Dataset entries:
--- BEGIN ---

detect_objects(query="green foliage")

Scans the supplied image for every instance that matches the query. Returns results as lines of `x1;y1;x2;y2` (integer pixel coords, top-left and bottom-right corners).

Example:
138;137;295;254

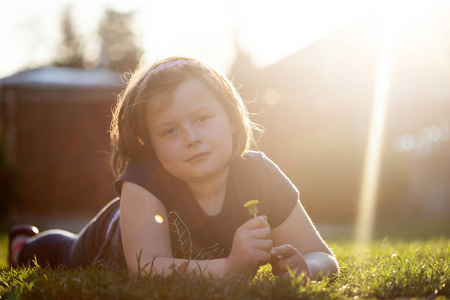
0;239;450;299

--- END ---

To do: Copy out the records in full, shifting every coordinate in the answers by -143, and please leave out the pictures.

Exercise result:
detect_objects(query="green foliage")

Scans the supplied image for every instance that matches the query. Returns results as lines of `x1;y1;x2;y2` (integer pixel coords, top-left and bottom-right corners).

Example:
138;137;295;254

-143;96;307;156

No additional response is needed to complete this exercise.